ZADANIA DO WYKONANIA
1. Wyjaśnij w jednym do trzech zdań, dlaczego w wywiadzie z Argentum twórcy projektu nie ujawniają swoich imion.
2. Podaj dalszy ciąg wywiadu z Argentum, zaczynając po ostatnim zdaniu fragmentu.

FRAGMENT DO PRZECZYTANIA
┄┄┄┄┄┄┄┄┄┄┄┄┄┄┄┄┄┄┄┄
Wywiad z Argentum
 
Argentum to projekt z dalekiej Argentyny, grający zarówno bombastyczne, neoklasyczne hymny z marszowymi rytmami, jak i surowy, złowrogi noise/power electronics. Argentum pojawił się m.in. na wydanej przez polski net-label Kaos Ex Machina składance "Military Fetish Muzak".
Artyści przedstawiają bardzo szczególną, niechrześcijańską interpretację tradycjonalizmu, mocno czerpiąc z idei nie tylko kontrowersyjnych, ale i poniekąd rewolucyjnych, co razem daje iście wybuchową, postmodernistyczno-apokaliptyczną mieszankę. Czy jest w niej coś wartościowego - oceńcie sami. Po to przecież powstało MI, by siać pozytywny i twórczy ferment, by szukać pereł w świecie ruin. Być może Argentum - grające bardzo dobrą muzykę - także jest taką perłą, być może nie. Czas pokaże.


Heilige! Kiedy powołaliście do życia Argentum i kto jest obecnie odpowiedzialny za projekt?
Argentum zaczęło działać w sierpniu roku 2005. Jeśli chodzi o to, kto jest odpowiedzialny, to w Argentum uważamy, że osoby twórców nie są istotne dla naszej sztuki. Nie będziemy więc podawać imion.

Jakiego sprzętu używacie do tworzenia muzyki? Czy jesteście w stanie grać na żywo?
Na ogół korzystamy z notebooka, pary mikrofonów, mixera, gitary, stalowych przedmiotów i efektów. Graliśmy na żywo 15-20 razy, o ile dobrze pamiętam... I naprawdę to kochamy.

Wygląda na to, że gatunkami power electronics i noise jesteście zainteresowani równie mocno, jak muzyką militarną i neoklasyczną. Dlaczego uważacie te brutalne dźwięki za interesujące i przydatne? Czy postrzegacie ten chaotyczny hałas jako rodzaj "oczyszczenia" czy "katharsis"?
Tak. Argentum nie jest statycznym projektem... chcielibyśmy więc zawsze szukać nowych i żywych dróg wyrażania siebie. Nie myślimy o gatunkach, ale o tym, co chcemy powiedzieć poprzez dźwięk. Niektórzy ludzie uważają, że dźwięki militarne nie pasują do noise/power electronics w ramach jednego projektu, ale nie dbamy o to.
Tak, hałas i szorstkie dźwięki są dla nas głęboko oczyszczające, to konkretny sposób poćwiartowania naszych umysłów i bycia przez moment naprawdę wolnym.
┄┄┄┄┄┄┄┄┄┄┄┄┄┄┄┄┄┄┄┄
DANE WEJŚCIOWE

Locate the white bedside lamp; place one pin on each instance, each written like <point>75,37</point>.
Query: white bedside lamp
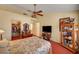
<point>1,32</point>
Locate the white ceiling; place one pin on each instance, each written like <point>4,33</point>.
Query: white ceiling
<point>22,8</point>
<point>51,7</point>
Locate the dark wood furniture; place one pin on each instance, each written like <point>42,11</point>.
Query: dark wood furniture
<point>67,35</point>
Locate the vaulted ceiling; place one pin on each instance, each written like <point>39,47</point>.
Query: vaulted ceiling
<point>22,8</point>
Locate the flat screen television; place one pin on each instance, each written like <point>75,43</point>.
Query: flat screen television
<point>47,29</point>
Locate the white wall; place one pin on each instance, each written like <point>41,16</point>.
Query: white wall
<point>52,19</point>
<point>5,21</point>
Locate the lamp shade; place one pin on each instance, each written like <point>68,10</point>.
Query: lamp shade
<point>1,31</point>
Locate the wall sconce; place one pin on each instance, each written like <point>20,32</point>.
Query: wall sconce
<point>1,32</point>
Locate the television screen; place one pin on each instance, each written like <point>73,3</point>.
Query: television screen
<point>47,28</point>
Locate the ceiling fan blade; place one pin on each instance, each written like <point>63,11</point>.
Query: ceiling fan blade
<point>34,16</point>
<point>40,14</point>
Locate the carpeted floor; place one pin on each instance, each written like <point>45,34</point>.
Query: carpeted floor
<point>58,49</point>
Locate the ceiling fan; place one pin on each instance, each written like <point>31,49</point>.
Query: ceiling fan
<point>36,13</point>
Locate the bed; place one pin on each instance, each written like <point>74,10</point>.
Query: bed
<point>31,45</point>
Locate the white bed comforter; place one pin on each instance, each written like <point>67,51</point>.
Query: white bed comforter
<point>32,45</point>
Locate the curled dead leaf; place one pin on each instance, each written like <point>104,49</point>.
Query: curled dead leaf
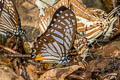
<point>59,73</point>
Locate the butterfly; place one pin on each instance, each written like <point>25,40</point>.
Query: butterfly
<point>45,19</point>
<point>10,24</point>
<point>92,24</point>
<point>54,44</point>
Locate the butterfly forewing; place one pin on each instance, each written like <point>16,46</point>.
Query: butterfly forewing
<point>1,6</point>
<point>9,19</point>
<point>55,43</point>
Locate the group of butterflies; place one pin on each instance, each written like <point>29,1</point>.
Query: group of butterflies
<point>71,24</point>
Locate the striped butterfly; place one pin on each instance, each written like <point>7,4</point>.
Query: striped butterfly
<point>49,12</point>
<point>54,44</point>
<point>10,24</point>
<point>91,24</point>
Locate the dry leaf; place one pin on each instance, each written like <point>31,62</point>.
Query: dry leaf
<point>59,73</point>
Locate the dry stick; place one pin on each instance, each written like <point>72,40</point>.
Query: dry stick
<point>14,53</point>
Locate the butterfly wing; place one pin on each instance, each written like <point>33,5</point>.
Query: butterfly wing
<point>54,44</point>
<point>9,19</point>
<point>1,6</point>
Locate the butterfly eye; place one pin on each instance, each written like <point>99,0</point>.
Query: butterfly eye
<point>9,19</point>
<point>55,43</point>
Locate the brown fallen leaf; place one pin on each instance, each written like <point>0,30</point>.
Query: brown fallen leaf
<point>60,73</point>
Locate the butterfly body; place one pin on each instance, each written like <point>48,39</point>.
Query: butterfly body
<point>54,44</point>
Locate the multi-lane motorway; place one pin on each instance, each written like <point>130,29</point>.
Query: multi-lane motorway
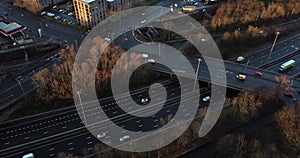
<point>62,130</point>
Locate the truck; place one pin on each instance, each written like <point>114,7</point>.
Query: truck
<point>287,65</point>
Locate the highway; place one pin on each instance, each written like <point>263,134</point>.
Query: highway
<point>51,130</point>
<point>62,130</point>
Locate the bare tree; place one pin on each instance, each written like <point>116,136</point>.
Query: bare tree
<point>283,85</point>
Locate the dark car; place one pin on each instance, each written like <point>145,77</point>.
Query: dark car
<point>257,73</point>
<point>289,95</point>
<point>144,101</point>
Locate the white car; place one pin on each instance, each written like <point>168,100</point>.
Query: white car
<point>50,14</point>
<point>101,135</point>
<point>205,99</point>
<point>145,56</point>
<point>152,61</point>
<point>107,39</point>
<point>43,13</point>
<point>124,138</point>
<point>57,17</point>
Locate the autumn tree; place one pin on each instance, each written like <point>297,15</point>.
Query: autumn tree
<point>288,120</point>
<point>31,5</point>
<point>283,85</point>
<point>56,82</point>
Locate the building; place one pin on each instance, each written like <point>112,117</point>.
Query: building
<point>47,3</point>
<point>90,12</point>
<point>12,30</point>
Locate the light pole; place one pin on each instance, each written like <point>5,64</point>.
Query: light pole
<point>197,73</point>
<point>246,67</point>
<point>76,45</point>
<point>159,49</point>
<point>277,33</point>
<point>78,93</point>
<point>20,86</point>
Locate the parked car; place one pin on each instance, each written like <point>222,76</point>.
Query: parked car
<point>144,101</point>
<point>70,14</point>
<point>241,77</point>
<point>101,135</point>
<point>50,14</point>
<point>240,59</point>
<point>126,137</point>
<point>62,11</point>
<point>145,56</point>
<point>57,17</point>
<point>289,95</point>
<point>107,39</point>
<point>43,13</point>
<point>152,61</point>
<point>257,73</point>
<point>205,99</point>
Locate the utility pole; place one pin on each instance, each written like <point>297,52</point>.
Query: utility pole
<point>159,49</point>
<point>20,85</point>
<point>78,93</point>
<point>277,33</point>
<point>197,73</point>
<point>246,67</point>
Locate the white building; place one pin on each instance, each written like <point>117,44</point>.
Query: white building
<point>90,12</point>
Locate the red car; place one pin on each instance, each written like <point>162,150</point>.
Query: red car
<point>289,95</point>
<point>257,73</point>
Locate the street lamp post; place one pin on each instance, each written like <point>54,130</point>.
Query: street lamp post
<point>78,93</point>
<point>159,49</point>
<point>20,86</point>
<point>271,50</point>
<point>197,73</point>
<point>76,45</point>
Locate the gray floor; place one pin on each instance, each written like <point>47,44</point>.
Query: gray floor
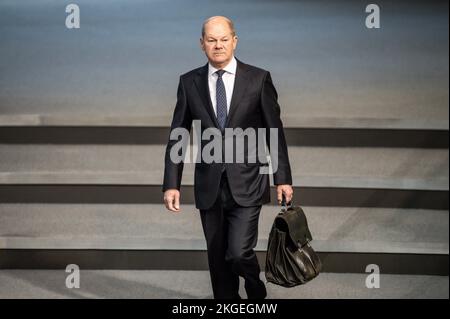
<point>196,284</point>
<point>151,226</point>
<point>403,168</point>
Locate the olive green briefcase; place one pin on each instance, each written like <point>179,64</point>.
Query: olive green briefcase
<point>290,259</point>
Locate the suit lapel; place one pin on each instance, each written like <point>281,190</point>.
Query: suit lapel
<point>201,82</point>
<point>240,85</point>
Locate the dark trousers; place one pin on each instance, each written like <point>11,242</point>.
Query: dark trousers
<point>231,233</point>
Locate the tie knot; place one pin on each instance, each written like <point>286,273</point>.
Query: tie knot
<point>220,73</point>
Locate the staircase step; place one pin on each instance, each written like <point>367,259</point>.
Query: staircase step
<point>64,232</point>
<point>324,176</point>
<point>155,130</point>
<point>311,166</point>
<point>169,284</point>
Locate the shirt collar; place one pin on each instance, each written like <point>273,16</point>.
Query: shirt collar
<point>229,68</point>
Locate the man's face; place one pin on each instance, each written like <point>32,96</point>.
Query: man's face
<point>218,43</point>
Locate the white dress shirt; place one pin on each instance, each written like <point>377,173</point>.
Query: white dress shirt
<point>228,80</point>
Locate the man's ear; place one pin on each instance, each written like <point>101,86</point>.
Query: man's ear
<point>235,41</point>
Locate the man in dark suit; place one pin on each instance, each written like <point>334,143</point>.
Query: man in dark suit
<point>226,93</point>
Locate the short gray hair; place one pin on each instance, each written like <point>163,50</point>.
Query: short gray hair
<point>230,24</point>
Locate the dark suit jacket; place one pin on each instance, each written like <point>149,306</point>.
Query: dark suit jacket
<point>253,104</point>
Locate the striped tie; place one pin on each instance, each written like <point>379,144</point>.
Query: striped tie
<point>221,99</point>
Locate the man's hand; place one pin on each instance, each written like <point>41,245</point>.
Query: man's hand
<point>172,199</point>
<point>286,190</point>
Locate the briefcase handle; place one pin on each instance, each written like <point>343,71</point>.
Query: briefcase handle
<point>285,206</point>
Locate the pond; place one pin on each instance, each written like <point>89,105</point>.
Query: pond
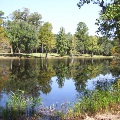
<point>55,80</point>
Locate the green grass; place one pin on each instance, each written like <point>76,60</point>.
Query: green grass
<point>94,102</point>
<point>18,106</point>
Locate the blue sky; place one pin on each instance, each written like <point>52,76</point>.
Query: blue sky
<point>60,13</point>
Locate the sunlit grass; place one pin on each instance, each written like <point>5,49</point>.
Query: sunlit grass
<point>18,105</point>
<point>95,102</point>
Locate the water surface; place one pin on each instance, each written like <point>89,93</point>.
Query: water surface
<point>54,80</point>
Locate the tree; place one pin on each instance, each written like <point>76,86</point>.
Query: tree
<point>69,38</point>
<point>62,43</point>
<point>81,35</point>
<point>22,36</point>
<point>22,28</point>
<point>105,45</point>
<point>109,21</point>
<point>46,37</point>
<point>93,44</point>
<point>1,22</point>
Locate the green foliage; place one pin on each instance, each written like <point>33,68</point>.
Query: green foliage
<point>62,42</point>
<point>22,36</point>
<point>18,105</point>
<point>93,44</point>
<point>97,102</point>
<point>82,36</point>
<point>46,36</point>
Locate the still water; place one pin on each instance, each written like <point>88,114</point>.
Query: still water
<point>55,80</point>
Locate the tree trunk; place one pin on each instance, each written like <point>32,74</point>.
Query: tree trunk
<point>11,50</point>
<point>18,50</point>
<point>36,50</point>
<point>46,53</point>
<point>92,54</point>
<point>42,48</point>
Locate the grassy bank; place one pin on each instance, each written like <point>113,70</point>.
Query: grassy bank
<point>97,102</point>
<point>93,102</point>
<point>50,55</point>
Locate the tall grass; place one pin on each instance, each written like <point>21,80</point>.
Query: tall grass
<point>19,106</point>
<point>98,101</point>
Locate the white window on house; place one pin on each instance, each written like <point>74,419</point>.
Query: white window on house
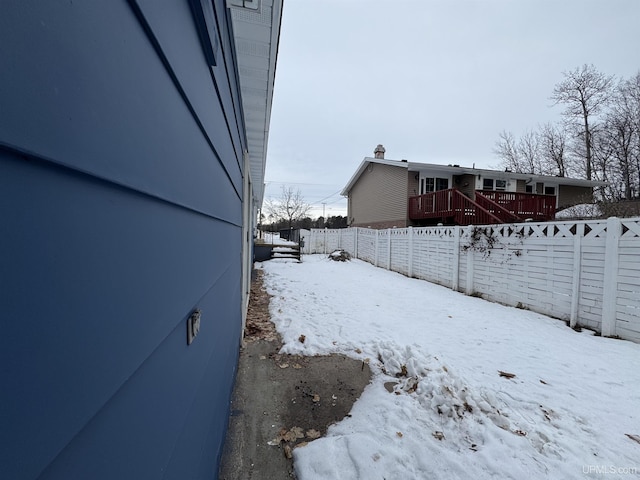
<point>433,184</point>
<point>442,184</point>
<point>491,184</point>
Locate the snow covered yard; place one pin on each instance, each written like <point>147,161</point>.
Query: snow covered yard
<point>462,388</point>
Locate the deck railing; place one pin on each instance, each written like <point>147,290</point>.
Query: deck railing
<point>489,207</point>
<point>450,204</point>
<point>525,205</point>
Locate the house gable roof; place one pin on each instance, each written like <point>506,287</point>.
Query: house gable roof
<point>363,165</point>
<point>457,170</point>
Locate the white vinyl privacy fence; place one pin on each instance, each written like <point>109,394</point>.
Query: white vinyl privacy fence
<point>584,272</point>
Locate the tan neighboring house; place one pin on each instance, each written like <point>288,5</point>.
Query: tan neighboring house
<point>397,193</point>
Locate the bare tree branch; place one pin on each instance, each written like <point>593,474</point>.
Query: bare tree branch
<point>584,92</point>
<point>290,207</point>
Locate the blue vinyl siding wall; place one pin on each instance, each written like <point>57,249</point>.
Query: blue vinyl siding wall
<point>120,213</point>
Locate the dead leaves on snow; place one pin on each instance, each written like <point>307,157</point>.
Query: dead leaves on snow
<point>635,438</point>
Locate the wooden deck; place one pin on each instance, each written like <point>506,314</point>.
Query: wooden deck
<point>489,207</point>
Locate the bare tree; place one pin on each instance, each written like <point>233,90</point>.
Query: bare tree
<point>584,91</point>
<point>507,150</point>
<point>529,149</point>
<point>290,207</point>
<point>521,155</point>
<point>553,150</point>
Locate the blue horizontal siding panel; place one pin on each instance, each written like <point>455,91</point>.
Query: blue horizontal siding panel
<point>184,54</point>
<point>99,278</point>
<point>84,86</point>
<point>121,213</point>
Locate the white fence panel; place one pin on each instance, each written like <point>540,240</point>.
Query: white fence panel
<point>586,272</point>
<point>383,250</point>
<point>367,244</point>
<point>400,250</point>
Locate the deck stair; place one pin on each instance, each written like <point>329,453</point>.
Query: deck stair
<point>286,251</point>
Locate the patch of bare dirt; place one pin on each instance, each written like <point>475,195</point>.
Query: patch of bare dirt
<point>259,325</point>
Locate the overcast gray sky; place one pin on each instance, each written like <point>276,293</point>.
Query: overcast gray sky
┄┄┄┄┄┄┄┄┄┄┄┄┄┄┄┄┄┄┄┄
ODPOWIEDZI PO KOLEI
1. Twórcy Argentum nie ujawniają swoich imion, ponieważ uważają, że osoby twórców nie są istotne dla ich sztuki.

2.
Jesteście mocno zainteresowani tradycjonalizmem integralnym. Dlaczego tak jest? Czy uważacie, że myśl Evoli, Guenona i Schuona jest właściwą i użyteczną odpowiedzią na problemy współczesności?
Mocno inspirują nas pisma Evoli, a także Nietzschego... Ale nie uważamy, by tradycjonalizm był jedyną odpowiedzią na problemy współczesnego świata, opieramy się także na futuryzmie Marinettiego, anarchistach takich jak Hakim Bey, Troy Southgate i Hans Cany oraz sytuacjonistach w rodzaju Guya Deborda. Uznajemy i wspieramy wszelkie formy kontrkultury.

Jakie jest wasze zdanie na temat tzw. "neo-poganizmu"? Wygląda na to, że interesujecie się rozmaitymi "okultystycznymi" tematami, vide kawałek "Saturngnosis".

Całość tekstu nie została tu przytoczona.